Passage:
= Beginning of Section =
Small Songs Release "Hey" February 11th at Ethel's

Saxophonist-composer Alex Burgoyne’s art-pop band Small Songs release their long-awaited debut album Hey on Saturday, February 11th, at Ethel’s in Short North Stage’s Garden Theatre (Facebook invite). The record has a slightly different lineup with Fran Litterski on vocals (Devin Copfer currently and at the release) and Kyle Tucker on guitar (currently Andrew Sais) backing Burgoyne and a rhythm section of Josh Bryant on bass and Dan DiPiero on drums.

Hey hits its sweet spot when it zooms in on tiny brushstrokes, giving the listener the full picture in glimpses and flashes. The band’s name is almost a feint, a calculated lowering of expectations to hide the fact it has a stiletto aimed right for the listener’s lizard brain. The record uses calm to imply the way we mask our discontent and how close to the surface we keep what we try to conceal.

Pulsing bass and skittering drums on “Finally Home/The Lake” build sturdy, deceptively simple structures underneath the vocal’s deadpan longing. That voice, ringed by chiming guitar, reaches through the minimal words and implies an unsettled quality not put to rest by the object of the voice’s attention finally returning home; that unfulfilled, displaced sensation bursts with sunlight on the coda about rivers running to the lake and “Gee, what fun it is to swim.” “Oscar (He Looked Out the Window)” distills of that achingly slow and repetitive quality with only the last five words of the title repeated as cells of music pop and spark against one another under the vocal.
= End of Section =
Data extract:
= Beginning of Section =
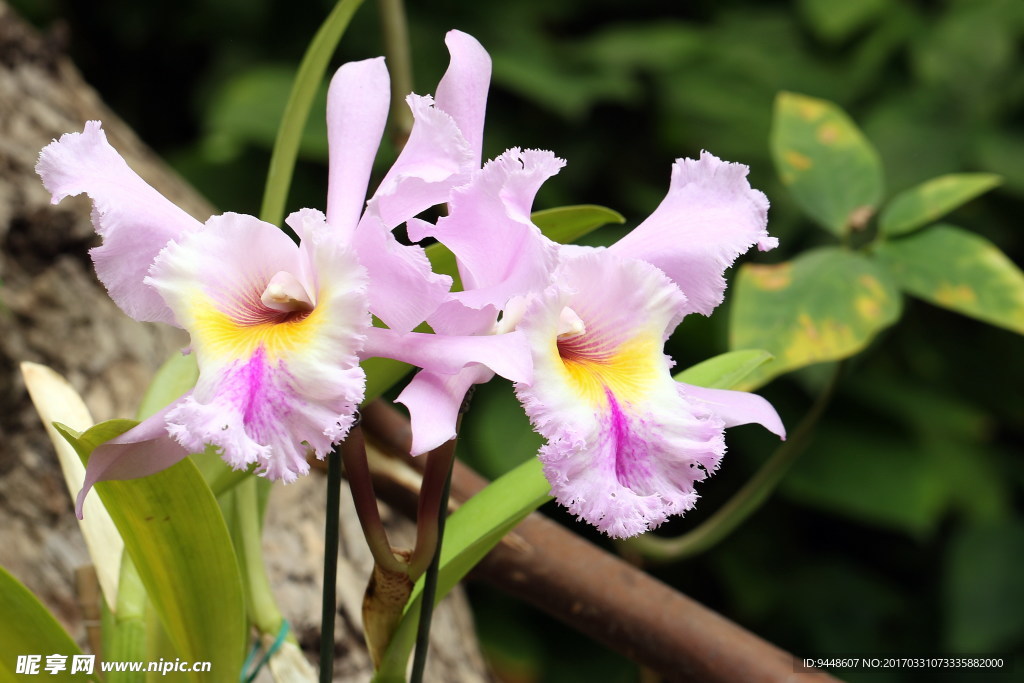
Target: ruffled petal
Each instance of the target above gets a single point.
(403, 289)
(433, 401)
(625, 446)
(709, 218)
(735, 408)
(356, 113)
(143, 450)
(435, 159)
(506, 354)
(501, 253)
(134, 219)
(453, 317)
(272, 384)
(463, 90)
= End of Section =
= Beginning of Section =
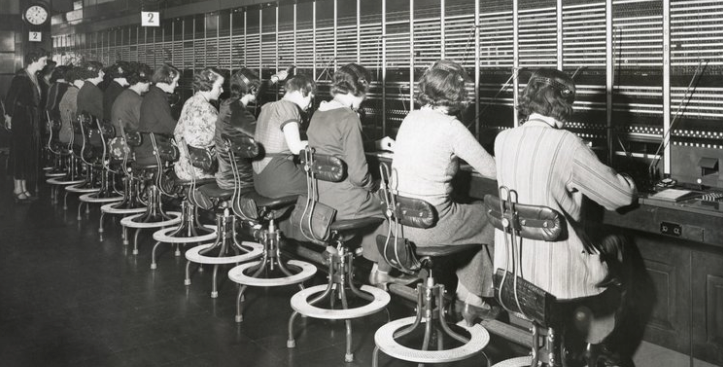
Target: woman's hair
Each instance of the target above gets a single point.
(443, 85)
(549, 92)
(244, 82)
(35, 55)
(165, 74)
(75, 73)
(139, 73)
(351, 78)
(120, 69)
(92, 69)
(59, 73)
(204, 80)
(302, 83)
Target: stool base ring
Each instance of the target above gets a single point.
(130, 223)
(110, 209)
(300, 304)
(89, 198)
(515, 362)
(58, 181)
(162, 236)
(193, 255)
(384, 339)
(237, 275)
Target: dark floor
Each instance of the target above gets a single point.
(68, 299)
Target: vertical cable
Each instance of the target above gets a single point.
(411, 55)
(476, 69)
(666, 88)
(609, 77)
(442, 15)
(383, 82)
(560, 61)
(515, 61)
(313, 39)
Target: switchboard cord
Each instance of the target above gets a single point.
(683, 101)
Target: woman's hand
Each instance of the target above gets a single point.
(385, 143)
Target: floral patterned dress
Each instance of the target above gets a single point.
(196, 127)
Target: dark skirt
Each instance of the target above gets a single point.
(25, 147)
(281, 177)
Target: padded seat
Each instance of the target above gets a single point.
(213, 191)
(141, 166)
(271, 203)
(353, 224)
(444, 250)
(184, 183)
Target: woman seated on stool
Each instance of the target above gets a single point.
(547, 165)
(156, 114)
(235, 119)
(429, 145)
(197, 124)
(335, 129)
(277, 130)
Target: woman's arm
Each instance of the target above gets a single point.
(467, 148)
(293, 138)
= End of Section =
= Beginning of Section =
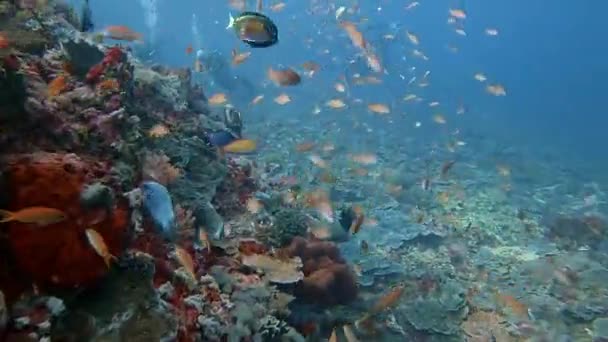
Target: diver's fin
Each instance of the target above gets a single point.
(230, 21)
= End of Section =
Exercise aim: Copy out the review of the Small Songs album in full, word for word.

Response to this task:
Small Songs Release "Hey" February 11th at Ethel's

Saxophonist-composer Alex Burgoyne’s art-pop band Small Songs release their long-awaited debut album Hey on Saturday, February 11th, at Ethel’s in Short North Stage’s Garden Theatre (Facebook invite). The record has a slightly different lineup with Fran Litterski on vocals (Devin Copfer currently and at the release) and Kyle Tucker on guitar (currently Andrew Sais) backing Burgoyne and a rhythm section of Josh Bryant on bass and Dan DiPiero on drums.

Hey hits its sweet spot when it zooms in on tiny brushstrokes, giving the listener the full picture in glimpses and flashes. The band’s name is almost a feint, a calculated lowering of expectations to hide the fact it has a stiletto aimed right for the listener’s lizard brain. The record uses calm to imply the way we mask our discontent and how close to the surface we keep what we try to conceal.

Pulsing bass and skittering drums on “Finally Home/The Lake” build sturdy, deceptively simple structures underneath the vocal’s deadpan longing. That voice, ringed by chiming guitar, reaches through the minimal words and implies an unsettled quality not put to rest by the object of the voice’s attention finally returning home; that unfulfilled, displaced sensation bursts with sunlight on the coda about rivers running to the lake and “Gee, what fun it is to swim.” “Oscar (He Looked Out the Window)” distills of that achingly slow and repetitive quality with only the last five words of the title repeated as cells of music pop and spark against one another under the vocal.